Recorded data Block Start

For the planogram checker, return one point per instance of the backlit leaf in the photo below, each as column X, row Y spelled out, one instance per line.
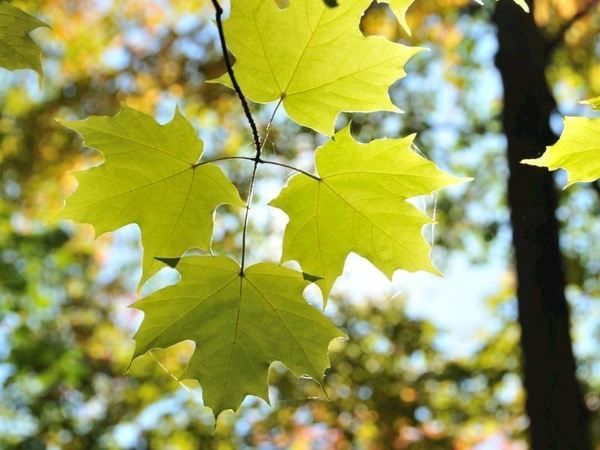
column 150, row 178
column 359, row 205
column 577, row 151
column 400, row 8
column 314, row 58
column 240, row 325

Recorded data Block End

§ Task to complete:
The output should consist of the records above, reproduced exactly, without pictures.

§ Exercise solution:
For the planogram checker, return one point per instance of the backlit leaf in the photo below, each as column X, row Y spelled out, one instance per line.
column 150, row 178
column 359, row 205
column 577, row 151
column 400, row 8
column 314, row 58
column 240, row 325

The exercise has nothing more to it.